§ **Work to do**: Identify the line in which "I would be grateful if you could mark the tree trunk" appears, then reproduce that line and all remaining lines of the records word for word.

§ **Records supplied**:

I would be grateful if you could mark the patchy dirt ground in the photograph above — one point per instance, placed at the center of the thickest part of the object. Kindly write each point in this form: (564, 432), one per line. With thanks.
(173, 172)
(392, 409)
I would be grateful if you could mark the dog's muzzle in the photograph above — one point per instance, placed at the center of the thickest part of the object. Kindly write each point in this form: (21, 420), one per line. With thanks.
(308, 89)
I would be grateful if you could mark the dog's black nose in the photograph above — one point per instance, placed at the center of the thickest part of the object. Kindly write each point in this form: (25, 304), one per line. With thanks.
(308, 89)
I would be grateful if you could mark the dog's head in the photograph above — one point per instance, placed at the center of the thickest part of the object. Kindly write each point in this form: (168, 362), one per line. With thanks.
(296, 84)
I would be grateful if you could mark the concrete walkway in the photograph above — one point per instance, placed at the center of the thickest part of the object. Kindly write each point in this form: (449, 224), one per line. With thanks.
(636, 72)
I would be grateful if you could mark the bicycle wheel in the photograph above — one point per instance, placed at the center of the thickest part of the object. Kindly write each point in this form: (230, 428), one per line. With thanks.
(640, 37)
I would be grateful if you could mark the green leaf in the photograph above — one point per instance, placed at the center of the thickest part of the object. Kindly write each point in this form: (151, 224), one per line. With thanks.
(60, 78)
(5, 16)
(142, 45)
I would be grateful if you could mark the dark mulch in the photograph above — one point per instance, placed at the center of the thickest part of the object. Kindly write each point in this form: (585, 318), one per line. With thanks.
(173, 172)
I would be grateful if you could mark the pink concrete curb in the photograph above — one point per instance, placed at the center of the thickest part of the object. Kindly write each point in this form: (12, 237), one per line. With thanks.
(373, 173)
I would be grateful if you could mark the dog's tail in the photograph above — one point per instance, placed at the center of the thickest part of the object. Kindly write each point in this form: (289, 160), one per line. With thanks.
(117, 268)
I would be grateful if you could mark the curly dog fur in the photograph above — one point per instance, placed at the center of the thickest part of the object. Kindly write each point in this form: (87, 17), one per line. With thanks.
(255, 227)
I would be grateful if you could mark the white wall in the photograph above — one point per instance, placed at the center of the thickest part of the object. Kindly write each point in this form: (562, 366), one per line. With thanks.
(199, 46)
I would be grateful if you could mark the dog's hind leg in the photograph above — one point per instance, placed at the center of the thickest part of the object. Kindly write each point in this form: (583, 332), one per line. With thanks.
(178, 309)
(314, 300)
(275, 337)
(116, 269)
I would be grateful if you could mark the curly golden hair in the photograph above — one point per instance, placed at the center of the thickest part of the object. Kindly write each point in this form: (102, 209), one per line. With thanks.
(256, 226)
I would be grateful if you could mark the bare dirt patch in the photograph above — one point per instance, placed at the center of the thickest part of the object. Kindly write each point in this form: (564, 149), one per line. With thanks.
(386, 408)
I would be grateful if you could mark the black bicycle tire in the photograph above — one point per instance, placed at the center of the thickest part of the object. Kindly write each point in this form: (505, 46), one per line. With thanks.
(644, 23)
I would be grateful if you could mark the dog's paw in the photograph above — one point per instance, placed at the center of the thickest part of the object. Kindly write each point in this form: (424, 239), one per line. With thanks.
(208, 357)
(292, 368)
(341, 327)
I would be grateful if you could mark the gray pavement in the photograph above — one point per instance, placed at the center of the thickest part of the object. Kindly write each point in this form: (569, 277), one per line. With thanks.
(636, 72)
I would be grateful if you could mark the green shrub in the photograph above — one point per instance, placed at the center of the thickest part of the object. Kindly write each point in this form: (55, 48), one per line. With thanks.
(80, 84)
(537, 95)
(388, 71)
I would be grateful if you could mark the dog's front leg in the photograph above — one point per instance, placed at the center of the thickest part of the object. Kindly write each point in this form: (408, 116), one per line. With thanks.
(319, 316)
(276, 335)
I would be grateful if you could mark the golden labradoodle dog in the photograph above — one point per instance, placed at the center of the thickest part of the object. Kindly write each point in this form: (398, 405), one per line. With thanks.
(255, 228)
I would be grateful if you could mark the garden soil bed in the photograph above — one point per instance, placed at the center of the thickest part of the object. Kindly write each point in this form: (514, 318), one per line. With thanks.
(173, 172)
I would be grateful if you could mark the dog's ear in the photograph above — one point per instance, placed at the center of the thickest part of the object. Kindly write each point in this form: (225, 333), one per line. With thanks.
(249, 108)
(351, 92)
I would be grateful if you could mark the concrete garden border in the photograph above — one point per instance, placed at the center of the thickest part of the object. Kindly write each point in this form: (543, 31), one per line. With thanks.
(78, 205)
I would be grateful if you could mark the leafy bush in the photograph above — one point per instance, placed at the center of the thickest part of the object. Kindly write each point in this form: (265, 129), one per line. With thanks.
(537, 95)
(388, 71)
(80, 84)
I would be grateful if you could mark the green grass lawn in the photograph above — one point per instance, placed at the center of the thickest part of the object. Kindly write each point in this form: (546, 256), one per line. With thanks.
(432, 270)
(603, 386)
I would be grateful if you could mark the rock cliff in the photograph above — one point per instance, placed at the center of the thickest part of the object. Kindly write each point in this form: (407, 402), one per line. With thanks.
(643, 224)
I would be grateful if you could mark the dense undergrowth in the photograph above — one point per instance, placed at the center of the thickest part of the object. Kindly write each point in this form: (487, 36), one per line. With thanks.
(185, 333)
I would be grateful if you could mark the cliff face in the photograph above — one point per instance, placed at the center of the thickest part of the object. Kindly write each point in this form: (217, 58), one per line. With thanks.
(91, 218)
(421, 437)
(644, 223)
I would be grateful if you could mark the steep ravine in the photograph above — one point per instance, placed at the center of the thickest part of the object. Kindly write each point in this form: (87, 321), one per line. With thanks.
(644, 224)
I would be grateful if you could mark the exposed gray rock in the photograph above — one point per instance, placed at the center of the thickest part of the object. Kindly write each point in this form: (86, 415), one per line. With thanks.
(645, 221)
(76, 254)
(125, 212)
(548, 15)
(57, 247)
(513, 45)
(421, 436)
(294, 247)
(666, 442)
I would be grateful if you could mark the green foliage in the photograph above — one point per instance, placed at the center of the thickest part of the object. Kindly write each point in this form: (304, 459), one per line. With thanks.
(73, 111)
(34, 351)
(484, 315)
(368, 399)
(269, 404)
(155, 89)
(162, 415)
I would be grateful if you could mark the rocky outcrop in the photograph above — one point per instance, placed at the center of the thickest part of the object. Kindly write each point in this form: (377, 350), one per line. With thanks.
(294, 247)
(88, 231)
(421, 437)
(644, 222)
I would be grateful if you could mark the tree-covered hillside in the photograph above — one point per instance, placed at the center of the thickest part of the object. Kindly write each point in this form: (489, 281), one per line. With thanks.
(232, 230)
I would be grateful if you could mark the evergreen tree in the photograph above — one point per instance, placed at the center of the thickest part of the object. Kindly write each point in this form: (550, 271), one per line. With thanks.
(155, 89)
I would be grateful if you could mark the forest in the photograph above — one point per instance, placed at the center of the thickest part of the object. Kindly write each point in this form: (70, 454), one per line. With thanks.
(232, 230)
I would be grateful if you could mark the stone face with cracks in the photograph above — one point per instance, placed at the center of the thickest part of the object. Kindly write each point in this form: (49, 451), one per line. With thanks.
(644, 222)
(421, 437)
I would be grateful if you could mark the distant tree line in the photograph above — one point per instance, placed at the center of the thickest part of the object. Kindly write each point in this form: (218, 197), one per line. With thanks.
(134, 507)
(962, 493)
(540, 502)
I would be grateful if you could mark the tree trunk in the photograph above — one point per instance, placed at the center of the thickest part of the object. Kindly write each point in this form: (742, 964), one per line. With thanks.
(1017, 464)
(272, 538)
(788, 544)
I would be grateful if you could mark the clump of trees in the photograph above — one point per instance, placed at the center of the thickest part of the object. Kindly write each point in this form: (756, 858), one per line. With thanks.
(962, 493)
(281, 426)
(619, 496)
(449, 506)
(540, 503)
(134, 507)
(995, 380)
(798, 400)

§ **Output**:
I would be grateful if you could mark the tree trunk in the photograph above — one point per instance, placed at the center of the thickest part of the object. Kindly write each point in this form: (742, 964), one per line. With thanks.
(1017, 464)
(272, 538)
(788, 544)
I would be grateful if you could mark the clump of trees in the photograph above — one point per instance, placed at the center of the thickest part of the object. Kindly write each point in this form: (756, 858), one per line. With thanks.
(962, 493)
(281, 426)
(619, 496)
(449, 506)
(540, 503)
(134, 507)
(995, 380)
(798, 400)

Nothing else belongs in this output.